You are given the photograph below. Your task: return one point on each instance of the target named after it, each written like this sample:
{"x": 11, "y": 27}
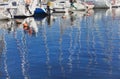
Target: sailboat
{"x": 6, "y": 9}
{"x": 100, "y": 3}
{"x": 17, "y": 8}
{"x": 25, "y": 8}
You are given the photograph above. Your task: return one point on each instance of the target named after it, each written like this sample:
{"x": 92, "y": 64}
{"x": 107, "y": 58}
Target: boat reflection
{"x": 70, "y": 46}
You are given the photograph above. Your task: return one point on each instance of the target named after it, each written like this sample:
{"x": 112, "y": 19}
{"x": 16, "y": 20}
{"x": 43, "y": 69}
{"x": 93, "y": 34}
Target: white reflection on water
{"x": 5, "y": 57}
{"x": 91, "y": 45}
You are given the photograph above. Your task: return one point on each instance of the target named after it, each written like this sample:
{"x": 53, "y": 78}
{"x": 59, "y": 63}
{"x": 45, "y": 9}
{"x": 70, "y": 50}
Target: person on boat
{"x": 49, "y": 4}
{"x": 72, "y": 3}
{"x": 27, "y": 4}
------
> The task:
Rename "photograph" to "image" throughout all of the material above, keeping every other word as it is. Leave the pictures out of your copy.

> Output for this exercise:
You are given the image below. Your task: return one point on each instance of the target named after it, each written like this sample:
{"x": 11, "y": 27}
Target: sailboat
{"x": 6, "y": 9}
{"x": 100, "y": 3}
{"x": 17, "y": 8}
{"x": 25, "y": 8}
You are given the image above. Your task: return one point on each instance of the target named after it, each written like this sample:
{"x": 92, "y": 64}
{"x": 107, "y": 58}
Target: boat reflection
{"x": 70, "y": 46}
You are given the image above. Your task: return one point on each instance of the target named after it, each written like this sample:
{"x": 112, "y": 19}
{"x": 16, "y": 20}
{"x": 43, "y": 69}
{"x": 93, "y": 34}
Target: white reflection on water
{"x": 5, "y": 57}
{"x": 91, "y": 45}
You are given the image above. Your task: return one point on each instance of the target named after it, each written like this sample:
{"x": 53, "y": 78}
{"x": 59, "y": 63}
{"x": 45, "y": 9}
{"x": 70, "y": 50}
Target: person on boat
{"x": 49, "y": 4}
{"x": 72, "y": 3}
{"x": 27, "y": 4}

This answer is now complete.